[GIVEN REQUEST]
Copy out every line of the material below exactly as it stands, with no changes.

⟨

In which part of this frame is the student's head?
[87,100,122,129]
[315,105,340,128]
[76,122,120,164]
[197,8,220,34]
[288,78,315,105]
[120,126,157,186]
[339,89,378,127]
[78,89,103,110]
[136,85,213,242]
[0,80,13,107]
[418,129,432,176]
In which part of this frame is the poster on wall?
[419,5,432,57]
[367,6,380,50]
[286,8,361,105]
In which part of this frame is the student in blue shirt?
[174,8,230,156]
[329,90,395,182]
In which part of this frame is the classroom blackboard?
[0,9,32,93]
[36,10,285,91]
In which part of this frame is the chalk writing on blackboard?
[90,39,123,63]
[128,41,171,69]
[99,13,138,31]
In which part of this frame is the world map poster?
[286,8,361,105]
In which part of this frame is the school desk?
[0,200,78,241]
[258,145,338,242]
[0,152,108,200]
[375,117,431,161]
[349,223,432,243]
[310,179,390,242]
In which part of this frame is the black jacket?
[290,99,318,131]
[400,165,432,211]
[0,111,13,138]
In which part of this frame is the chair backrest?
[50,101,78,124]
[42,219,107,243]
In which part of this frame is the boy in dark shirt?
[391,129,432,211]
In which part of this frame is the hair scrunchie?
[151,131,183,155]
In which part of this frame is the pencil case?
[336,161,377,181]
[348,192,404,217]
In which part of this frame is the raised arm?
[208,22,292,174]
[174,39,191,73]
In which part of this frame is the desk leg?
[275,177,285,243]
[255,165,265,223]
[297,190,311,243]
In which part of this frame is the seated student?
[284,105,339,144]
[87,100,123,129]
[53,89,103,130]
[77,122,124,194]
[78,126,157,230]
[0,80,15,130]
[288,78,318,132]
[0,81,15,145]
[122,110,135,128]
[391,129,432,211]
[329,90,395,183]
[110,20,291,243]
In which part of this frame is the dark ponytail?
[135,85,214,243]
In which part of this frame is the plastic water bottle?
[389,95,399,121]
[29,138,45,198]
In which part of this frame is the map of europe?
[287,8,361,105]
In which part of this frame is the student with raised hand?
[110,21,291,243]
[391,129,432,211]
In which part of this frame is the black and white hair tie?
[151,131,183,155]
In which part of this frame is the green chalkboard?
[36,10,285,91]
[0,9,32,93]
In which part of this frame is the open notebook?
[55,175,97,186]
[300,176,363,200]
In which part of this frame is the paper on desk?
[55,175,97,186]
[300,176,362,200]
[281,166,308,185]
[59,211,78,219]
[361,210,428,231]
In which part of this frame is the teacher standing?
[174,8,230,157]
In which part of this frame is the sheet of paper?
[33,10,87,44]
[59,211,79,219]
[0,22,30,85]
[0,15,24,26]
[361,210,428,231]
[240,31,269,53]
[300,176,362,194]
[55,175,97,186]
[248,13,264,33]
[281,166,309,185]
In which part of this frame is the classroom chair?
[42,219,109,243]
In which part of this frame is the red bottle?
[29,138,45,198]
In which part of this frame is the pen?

⟩

[PROBLEM SOLUTION]
In which part of this frame is the student's head?
[87,100,122,129]
[315,105,340,128]
[76,122,120,164]
[197,8,220,34]
[288,78,315,105]
[120,126,157,186]
[339,89,378,127]
[78,89,103,110]
[136,85,213,242]
[0,80,13,107]
[418,129,432,176]
In which part of this frame is the poster on wall?
[419,5,432,57]
[367,6,380,50]
[286,8,361,105]
In which part of this frame is the student in blue shirt?
[174,8,230,156]
[329,90,395,182]
In which part of this frame is the classroom blackboard?
[0,9,32,93]
[36,10,285,91]
In which part of this frame is the chalk writing on blackboard?
[90,39,123,63]
[128,41,171,69]
[99,13,138,31]
In which part of this frame is the world map poster?
[286,8,361,105]
In which part of this frame is the school desk?
[0,200,78,241]
[258,145,338,242]
[0,152,108,200]
[375,117,431,161]
[349,223,432,243]
[310,179,390,242]
In which part of this frame is the black jacket?
[290,99,318,131]
[400,165,432,211]
[0,111,13,138]
In which part of this frame is the chair backrest?
[50,101,78,124]
[42,219,107,243]
In which part of this frame is the boy in dark shirt?
[391,129,432,211]
In which part of this frame is the hair scrunchie?
[151,131,183,155]
In which part of this frame is the pencil case?
[336,161,377,181]
[348,192,404,217]
In which part of this frame is the raised arm?
[208,22,292,174]
[174,39,191,73]
In which part of this frame is the desk leg?
[275,177,285,243]
[255,165,265,223]
[297,190,311,243]
In which part of this frame is the seated student?
[284,105,339,144]
[87,100,123,129]
[53,89,103,130]
[77,122,124,194]
[78,126,157,230]
[0,80,15,130]
[288,78,318,132]
[0,81,15,145]
[122,110,135,128]
[391,129,432,211]
[329,90,395,183]
[110,20,291,243]
In which part of this frame is the dark ponytail?
[135,85,214,243]
In which part of this frame is the plastic water bottle?
[389,95,399,121]
[29,138,45,198]
In which part of this frame is the map of europe?
[287,8,361,105]
In which part of this frame is the student with raised hand?
[110,21,291,243]
[391,129,432,211]
In which part of this frame is the black and white hair tie?
[151,131,183,155]
In which part of this frame is the green chalkboard?
[36,10,285,91]
[0,9,32,93]
In which part of this frame is the open notebook?
[55,175,97,186]
[300,176,363,200]
In which part of this frame is the paper on desk?
[55,175,97,186]
[300,176,362,200]
[281,166,308,185]
[59,211,78,219]
[361,210,428,231]
In which part of this frame is the teacher standing?
[174,8,230,157]
In which part of this frame is the sheet of paper?
[33,10,87,44]
[59,211,79,219]
[0,22,30,85]
[0,15,24,26]
[361,210,428,231]
[240,31,269,53]
[300,176,362,194]
[55,175,97,186]
[248,13,264,33]
[281,166,309,185]
In which part of this frame is the classroom chair?
[42,219,109,243]
In which part of this frame is the red bottle?
[29,138,45,198]
In which part of this frame is the pen?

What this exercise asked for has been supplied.